Exercises -
- 1) For the Eugene H. Mitchell biography, tell whether each statement agrees with it, answering yes or no and quoting the deciding words: (a) Mitchell arrived in the Philippines on November 20, 1941; (b) Mitchell served in the United States Navy; (c) Mitchell's regiment was attached to the 81st Infantry Division under Brigadier General Guy O. Fort.
- 2) Extend the Eugene H. Mitchell biography past its final sentence.

Document text -
══════
- Born: Eugene Hill Mitchell October 27, 1894 Clay, Illinois
- Died: January 20, 1970 (aged 75) Austin, Travis, Texas, USA
- Buried: Bexar, San Antonio, Texas
- Branch: United States Army
- Service years: 1917–1946
- Rank: Colonel
- Service number: O007463
- Commands: 61st Infantry Regiment (Philippines)
- Conflicts: Battle of Lanao
- Spouse: Bernice H. Mitchell
- Children: Doris D. Mitchell Fred Hartel Mitchell

= Eugene H. Mitchell =

Eugene H. Mitchell, is Colonel in the United States Army who served from 1917 to 1946. He was known to command 61st Infantry Regiment of the Philippine Commonwealth Army part of 61st Infantry Division in Panay Island and later Negros Island.

He arrived in the Philippines on November 20, 1941, and was immediately sent to Island of Panay to report to 61st Division commander Colonel Bradford Chynoweth for conference and has to leave immediately sent to Negros Island were his unit is posted.

His regiment was ordered transferred to Mindanao and was deployed in southern of Lanao now attached to 81st Infantry Division under Brigadier General Guy O. Fort.
══════
Records from a point labeling set:
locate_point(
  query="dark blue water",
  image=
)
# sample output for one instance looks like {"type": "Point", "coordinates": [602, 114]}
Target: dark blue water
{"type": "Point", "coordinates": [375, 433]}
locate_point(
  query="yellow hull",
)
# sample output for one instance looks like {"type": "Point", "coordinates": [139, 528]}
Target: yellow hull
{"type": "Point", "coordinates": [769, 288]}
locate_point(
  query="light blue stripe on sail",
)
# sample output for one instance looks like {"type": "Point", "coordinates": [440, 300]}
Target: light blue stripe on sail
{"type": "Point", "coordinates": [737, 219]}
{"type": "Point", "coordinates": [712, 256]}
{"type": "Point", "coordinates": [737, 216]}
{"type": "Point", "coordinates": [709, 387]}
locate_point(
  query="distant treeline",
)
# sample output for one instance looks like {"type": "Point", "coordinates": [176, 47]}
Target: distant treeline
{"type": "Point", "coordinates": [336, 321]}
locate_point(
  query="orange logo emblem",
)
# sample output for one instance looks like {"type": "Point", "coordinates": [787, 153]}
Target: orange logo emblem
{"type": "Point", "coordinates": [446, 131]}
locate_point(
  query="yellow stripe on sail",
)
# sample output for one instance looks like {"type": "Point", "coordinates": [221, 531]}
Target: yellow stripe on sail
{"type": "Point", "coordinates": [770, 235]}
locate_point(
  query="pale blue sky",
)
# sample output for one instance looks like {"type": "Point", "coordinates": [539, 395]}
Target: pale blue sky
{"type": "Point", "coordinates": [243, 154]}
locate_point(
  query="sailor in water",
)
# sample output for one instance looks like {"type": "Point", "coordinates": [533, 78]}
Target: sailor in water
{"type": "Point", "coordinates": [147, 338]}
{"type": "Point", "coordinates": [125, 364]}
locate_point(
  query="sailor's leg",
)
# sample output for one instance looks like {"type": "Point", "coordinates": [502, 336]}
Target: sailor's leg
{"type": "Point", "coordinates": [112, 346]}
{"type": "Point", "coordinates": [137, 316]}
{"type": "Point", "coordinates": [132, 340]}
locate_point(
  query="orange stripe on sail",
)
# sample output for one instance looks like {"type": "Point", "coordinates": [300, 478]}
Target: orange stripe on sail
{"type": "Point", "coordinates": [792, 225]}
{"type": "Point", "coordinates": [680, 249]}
══════
Written answers -
- 1)
(a) Yes: "He arrived in the Philippines on November 20, 1941"
(b) No: "Branch: United States Army"
(c) Yes: "now attached to 81st Infantry Division under Brigadier General Guy O. Fort"

- 2)
He led his regiment to fight Japanese forces who landed in Parang, Cotabato and Malabang, Lanao and moved upward towards Ganassi, Lanao. His troops made a valiant effort but without artillery and air support which Japanese has. His regiment was dispersed several times he escaped twice avoiding capture to mount another defensive position. However, his last defensive were his troops were routed and he himself got captured.

On May 11, he was sent to Cebu to relay General Sharp's order to General Chynoweth to surrender his troops. He became prisoner of war and was brought to Luzon and later to Formosa.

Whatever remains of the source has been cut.